> _Testo della pagina_:
_ _ _ _ _ _ _

Non sono tanto d'accordo su quanto scrive Vezio De Lucia. Domanda: perché in Italia gli architetti e gli amministratori pubblici non abitano negli edifici di edilizia residenziale pubblica, magari sovvenzionata (salvo forse l'assessore alla pianificazione del capoluogo friulano e il vecchio sindaco di Grosseto del quale ha fatto cenno Salzano - ma era una persona speciale quel Sindaco di quella città) ? Solo per una questione di mancanza dei requisiti reddituali e familiari o forse perché non gli piacciono i quartieri (effetti della pianificazione urbanistica) e gli edifici (effetti della progettazione architettonica) essendo che sono dedicati ad altri strati sociali ? In Svezia, in Finlandia, in Danimarca ed in altri paesi più evoluti e civili del nostro in cui maggiore è l'attenzione al sociale ed alla qualità, accade spesso che i progettisti di edifici di edilizia residenziale pubblica ci vadano anche ad abitare nelle case pubbliche da loro progettate, magari a scomputo della prestazione professionale. Perché accade ?
Difendere ad ogni costo scelte culturali di pianificazione urbanistica e di progettazione architettonica (Corviale, Scampìa e lo Zen) non mi convince, seppure lo comprendo.

_ _ _ _ _ _ _

> _Compiti dell'esercizio_:
a – Secondo il testo della pagina, in quali paesi accade spesso che i progettisti di edilizia residenziale pubblica vadano ad abitare nelle case da loro progettate?
b – Ricopia fedelmente il testo della pagina cominciando dalle parole "Difendere ad ogni" e fermandoti dopo "seppure lo comprendo.".
I record non sono necessari per svolgere questo esercizio.

> _I dati_:
_ _ _ _ _ _ _

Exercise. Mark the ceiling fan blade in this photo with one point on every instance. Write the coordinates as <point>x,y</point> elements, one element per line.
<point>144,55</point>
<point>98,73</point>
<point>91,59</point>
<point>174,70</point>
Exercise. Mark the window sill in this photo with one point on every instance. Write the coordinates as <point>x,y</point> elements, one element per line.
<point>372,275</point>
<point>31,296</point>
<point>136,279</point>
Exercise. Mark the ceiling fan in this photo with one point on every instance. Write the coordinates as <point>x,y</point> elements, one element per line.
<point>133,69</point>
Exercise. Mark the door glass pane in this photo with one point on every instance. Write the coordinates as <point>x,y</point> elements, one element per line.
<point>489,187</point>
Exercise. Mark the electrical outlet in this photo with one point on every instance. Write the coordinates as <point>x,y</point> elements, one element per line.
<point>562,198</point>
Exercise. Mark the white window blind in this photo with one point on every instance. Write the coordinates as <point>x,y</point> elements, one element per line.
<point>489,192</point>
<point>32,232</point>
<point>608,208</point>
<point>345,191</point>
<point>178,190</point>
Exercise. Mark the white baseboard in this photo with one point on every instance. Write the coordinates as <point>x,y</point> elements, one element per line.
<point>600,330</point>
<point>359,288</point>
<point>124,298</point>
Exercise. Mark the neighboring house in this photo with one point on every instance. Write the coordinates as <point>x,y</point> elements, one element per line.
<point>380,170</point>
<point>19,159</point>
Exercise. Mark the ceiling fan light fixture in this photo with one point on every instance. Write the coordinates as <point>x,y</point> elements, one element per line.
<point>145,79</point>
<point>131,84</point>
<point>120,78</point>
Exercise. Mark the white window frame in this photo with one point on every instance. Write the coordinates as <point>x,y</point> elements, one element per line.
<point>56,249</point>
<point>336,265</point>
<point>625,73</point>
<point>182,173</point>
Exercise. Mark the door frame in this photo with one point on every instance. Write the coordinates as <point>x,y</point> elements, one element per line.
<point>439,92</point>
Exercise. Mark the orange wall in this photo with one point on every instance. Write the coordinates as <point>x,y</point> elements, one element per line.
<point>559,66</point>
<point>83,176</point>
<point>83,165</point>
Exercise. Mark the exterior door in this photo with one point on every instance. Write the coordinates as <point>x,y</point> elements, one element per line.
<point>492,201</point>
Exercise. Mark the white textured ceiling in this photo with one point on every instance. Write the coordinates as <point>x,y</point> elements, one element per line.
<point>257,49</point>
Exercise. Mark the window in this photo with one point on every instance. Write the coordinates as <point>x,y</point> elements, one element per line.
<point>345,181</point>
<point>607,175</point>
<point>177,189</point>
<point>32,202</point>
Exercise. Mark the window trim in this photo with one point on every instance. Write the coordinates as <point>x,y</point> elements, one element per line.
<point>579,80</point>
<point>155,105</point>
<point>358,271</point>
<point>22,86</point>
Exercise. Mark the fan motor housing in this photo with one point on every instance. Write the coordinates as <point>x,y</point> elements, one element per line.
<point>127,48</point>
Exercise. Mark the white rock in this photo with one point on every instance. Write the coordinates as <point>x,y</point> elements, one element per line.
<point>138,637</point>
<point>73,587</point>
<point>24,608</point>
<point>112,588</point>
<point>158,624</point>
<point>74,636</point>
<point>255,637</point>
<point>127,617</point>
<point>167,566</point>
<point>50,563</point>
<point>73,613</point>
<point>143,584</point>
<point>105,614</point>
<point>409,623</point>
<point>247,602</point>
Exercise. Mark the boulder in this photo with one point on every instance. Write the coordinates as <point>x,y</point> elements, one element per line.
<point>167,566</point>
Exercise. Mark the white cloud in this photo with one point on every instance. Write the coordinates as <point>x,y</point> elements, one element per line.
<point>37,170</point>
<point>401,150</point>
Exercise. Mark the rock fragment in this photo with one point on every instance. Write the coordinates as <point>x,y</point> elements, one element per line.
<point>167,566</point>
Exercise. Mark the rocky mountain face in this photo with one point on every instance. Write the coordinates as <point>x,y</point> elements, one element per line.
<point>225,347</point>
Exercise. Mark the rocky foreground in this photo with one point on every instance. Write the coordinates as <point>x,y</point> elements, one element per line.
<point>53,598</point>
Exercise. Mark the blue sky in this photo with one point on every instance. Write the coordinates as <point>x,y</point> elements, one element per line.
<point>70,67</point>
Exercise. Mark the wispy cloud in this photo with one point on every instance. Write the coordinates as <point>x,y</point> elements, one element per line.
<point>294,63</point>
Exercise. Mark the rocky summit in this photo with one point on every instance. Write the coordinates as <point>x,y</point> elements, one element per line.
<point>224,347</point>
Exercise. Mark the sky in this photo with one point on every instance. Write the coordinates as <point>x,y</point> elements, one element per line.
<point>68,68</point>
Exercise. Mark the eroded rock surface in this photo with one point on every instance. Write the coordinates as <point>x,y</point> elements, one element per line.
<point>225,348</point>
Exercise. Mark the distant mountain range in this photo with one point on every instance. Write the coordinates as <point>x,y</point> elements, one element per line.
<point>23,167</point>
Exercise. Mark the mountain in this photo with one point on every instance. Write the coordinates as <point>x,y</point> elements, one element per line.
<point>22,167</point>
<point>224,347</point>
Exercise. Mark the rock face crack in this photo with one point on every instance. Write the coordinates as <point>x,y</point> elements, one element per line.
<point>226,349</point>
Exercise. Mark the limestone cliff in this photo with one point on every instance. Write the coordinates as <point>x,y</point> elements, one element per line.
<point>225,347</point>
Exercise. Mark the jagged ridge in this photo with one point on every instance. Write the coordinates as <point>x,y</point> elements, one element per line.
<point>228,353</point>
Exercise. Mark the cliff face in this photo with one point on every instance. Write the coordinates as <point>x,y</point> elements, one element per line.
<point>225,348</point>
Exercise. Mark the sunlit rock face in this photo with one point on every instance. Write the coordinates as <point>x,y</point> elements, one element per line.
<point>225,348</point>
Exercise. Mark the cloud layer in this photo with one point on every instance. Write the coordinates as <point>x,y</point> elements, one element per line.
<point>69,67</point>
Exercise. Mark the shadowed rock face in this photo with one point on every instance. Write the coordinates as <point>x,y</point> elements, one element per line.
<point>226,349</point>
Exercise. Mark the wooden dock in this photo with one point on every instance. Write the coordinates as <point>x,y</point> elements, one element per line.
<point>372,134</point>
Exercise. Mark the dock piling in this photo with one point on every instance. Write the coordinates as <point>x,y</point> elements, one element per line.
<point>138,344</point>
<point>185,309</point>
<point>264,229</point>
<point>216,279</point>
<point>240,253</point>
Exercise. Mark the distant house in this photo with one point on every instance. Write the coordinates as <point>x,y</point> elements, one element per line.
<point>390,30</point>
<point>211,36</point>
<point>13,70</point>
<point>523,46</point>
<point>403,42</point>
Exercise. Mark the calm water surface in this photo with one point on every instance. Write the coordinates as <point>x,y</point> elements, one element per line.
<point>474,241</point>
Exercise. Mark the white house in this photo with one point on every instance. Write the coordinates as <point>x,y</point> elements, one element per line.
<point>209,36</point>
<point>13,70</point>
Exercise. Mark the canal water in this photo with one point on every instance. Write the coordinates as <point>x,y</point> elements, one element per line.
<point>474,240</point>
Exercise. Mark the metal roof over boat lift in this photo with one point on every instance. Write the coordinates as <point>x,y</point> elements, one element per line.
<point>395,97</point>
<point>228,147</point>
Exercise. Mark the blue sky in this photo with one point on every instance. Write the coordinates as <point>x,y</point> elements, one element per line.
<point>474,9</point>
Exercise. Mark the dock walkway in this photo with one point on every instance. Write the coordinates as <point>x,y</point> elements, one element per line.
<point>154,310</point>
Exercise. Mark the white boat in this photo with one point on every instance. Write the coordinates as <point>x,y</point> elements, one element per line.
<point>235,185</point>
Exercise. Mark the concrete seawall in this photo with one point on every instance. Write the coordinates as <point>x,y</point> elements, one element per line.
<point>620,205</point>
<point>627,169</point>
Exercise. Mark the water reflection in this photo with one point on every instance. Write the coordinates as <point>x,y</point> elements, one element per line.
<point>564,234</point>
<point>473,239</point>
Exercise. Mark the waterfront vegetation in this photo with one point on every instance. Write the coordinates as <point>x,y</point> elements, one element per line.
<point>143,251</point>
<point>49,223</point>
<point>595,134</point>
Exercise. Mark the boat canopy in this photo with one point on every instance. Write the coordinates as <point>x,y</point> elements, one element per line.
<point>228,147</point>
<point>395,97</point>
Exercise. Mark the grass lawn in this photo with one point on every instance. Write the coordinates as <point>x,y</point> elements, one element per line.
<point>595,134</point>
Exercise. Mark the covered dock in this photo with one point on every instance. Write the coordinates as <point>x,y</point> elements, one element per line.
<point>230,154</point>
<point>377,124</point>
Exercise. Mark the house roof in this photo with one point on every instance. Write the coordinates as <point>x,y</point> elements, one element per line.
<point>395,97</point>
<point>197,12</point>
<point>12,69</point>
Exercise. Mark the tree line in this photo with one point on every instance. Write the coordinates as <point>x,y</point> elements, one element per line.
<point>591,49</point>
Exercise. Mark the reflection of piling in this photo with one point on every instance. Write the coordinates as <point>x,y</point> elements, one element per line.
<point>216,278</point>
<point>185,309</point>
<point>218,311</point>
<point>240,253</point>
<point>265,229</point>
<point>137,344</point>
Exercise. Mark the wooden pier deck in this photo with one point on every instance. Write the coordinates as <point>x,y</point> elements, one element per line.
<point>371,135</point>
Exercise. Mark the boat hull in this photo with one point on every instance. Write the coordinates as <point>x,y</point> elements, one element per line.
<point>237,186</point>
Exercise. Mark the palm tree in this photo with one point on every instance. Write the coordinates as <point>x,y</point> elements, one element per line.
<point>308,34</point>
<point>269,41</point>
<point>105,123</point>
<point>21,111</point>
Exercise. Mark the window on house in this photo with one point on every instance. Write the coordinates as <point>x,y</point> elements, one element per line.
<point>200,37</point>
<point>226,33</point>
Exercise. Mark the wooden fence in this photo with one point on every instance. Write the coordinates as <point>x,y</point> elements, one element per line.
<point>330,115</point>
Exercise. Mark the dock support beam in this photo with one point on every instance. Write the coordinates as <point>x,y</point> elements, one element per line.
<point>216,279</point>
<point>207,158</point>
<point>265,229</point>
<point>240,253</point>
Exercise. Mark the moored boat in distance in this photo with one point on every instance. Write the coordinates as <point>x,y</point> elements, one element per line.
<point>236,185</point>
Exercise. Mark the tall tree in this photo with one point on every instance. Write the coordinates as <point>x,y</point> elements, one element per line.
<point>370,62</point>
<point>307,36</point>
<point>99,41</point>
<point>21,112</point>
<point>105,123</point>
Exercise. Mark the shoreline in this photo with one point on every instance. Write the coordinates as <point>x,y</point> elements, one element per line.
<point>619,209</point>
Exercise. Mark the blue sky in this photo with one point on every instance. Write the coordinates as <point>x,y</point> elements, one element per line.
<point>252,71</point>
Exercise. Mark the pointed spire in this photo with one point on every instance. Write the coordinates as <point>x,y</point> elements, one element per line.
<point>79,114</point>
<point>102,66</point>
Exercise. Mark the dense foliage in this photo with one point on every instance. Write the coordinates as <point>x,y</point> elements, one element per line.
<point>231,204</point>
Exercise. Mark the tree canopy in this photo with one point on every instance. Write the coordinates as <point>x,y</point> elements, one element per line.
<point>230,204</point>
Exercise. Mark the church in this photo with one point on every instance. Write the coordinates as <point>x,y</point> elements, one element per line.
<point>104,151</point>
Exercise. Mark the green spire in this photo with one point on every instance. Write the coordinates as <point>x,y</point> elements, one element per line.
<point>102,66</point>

_ _ _ _ _ _ _

> _Risultati per compito_:
a – In Svezia, in Finlandia, in Danimarca e in altri paesi più evoluti e civili dell'Italia.

b –
Difendere ad ogni costo scelte culturali di pianificazione urbanistica e di progettazione architettonica (Corviale, Scampìa e lo Zen) non mi convince, seppure lo comprendo.